▶ [Directions] In the patent claims, which two operations does claim 18 say the weak supervision techniques comprise?

[Reading passage Boundary: Start]

16. The machine -readable medium of claim 15, wherein the set of instructions, if performed by the one or more processors, further cause the one or more processors to: generate one or more pseudolabels using one or more weak supervision techniques based, at least in part, on the one or more annotations and the training image, the one or more pseudolabels indicating an estimation of a foreground and a background in the training image; generate one or more prediction maps using the neural network based, at least in part, on the training image; update the one or more pseudolabels using the one or more prediction maps into one or more feature maps; and combine the one or more feature maps into a label for the labeled training image.

17. The machine -readable medium of claim 16, wherein the neural network is a convolutional neural network and the one or more prediction maps comprise information indicating an estimation of the one or more objects in the training image.

18. The machine -readable medium of claim 16, wherein the one or more weak supervision techniques comprise a region grow operation and a random walk operation, and the one or more pseudolabels comprise information indicating an estimation of a foreground and an estimation of a background in the training image.

[Reading passage Boundary: End]
[Record extracts Boundary: Start]

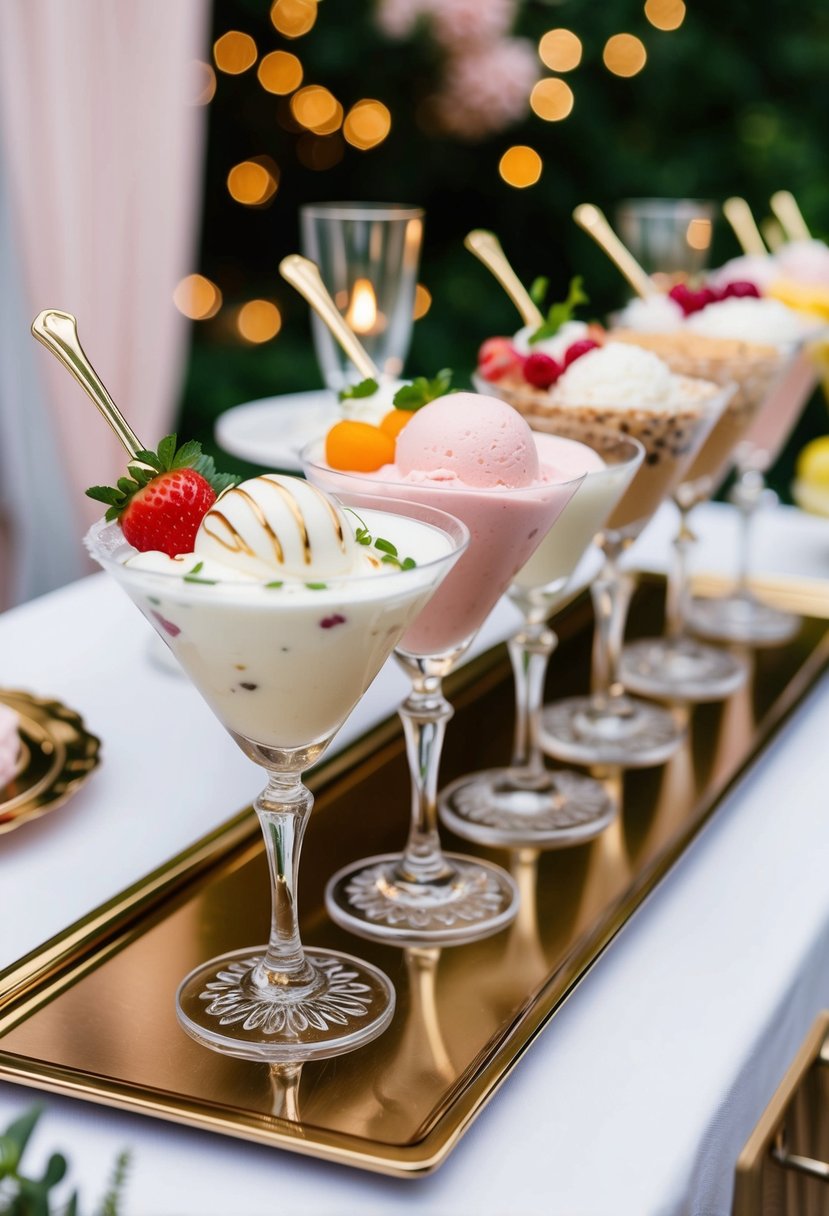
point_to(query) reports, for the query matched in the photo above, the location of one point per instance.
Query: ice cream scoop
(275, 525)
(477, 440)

[Record extracts Boundary: End]
[Record extracts Boundary: Start]

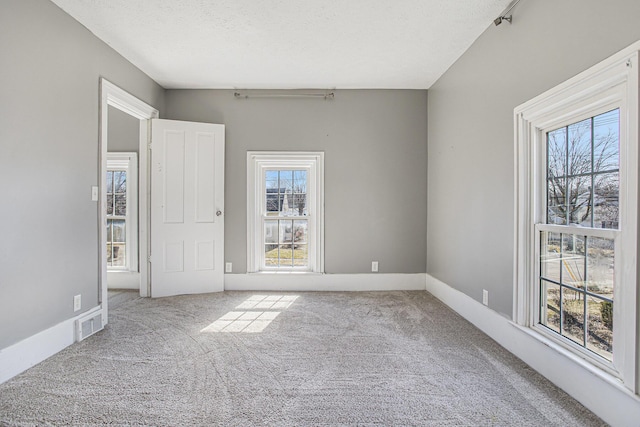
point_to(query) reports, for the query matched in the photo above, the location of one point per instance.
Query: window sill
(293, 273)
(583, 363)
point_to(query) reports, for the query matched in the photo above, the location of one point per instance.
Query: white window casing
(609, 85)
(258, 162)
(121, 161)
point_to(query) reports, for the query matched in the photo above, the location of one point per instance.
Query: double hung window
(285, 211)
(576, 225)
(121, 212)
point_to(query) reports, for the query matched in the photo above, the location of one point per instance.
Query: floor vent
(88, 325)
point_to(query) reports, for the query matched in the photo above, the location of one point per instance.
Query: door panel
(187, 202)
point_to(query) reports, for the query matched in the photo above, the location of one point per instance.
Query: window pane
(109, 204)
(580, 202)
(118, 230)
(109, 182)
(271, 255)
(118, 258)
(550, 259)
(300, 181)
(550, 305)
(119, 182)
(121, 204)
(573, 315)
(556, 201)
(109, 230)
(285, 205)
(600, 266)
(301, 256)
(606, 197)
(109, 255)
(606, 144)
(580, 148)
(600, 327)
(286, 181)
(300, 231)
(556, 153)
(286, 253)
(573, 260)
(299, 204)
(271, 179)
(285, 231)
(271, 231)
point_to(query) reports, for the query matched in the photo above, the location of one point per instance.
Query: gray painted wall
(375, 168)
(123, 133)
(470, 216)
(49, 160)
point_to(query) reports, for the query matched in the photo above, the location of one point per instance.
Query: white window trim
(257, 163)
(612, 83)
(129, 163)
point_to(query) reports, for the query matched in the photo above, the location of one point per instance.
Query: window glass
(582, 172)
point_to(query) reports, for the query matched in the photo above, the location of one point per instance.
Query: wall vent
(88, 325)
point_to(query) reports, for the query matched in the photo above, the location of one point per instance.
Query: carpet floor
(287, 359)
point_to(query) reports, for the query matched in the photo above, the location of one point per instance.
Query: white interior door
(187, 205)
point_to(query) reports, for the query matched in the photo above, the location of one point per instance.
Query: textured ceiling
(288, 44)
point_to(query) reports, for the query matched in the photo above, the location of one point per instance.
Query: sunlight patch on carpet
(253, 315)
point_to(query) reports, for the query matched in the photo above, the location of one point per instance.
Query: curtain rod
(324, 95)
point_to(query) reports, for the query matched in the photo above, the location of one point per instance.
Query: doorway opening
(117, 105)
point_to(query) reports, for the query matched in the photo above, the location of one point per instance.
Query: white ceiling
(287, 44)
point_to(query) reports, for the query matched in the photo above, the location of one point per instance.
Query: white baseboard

[Record extracts Boundary: End]

▶ [Answer space] A region grow operation and a random walk operation.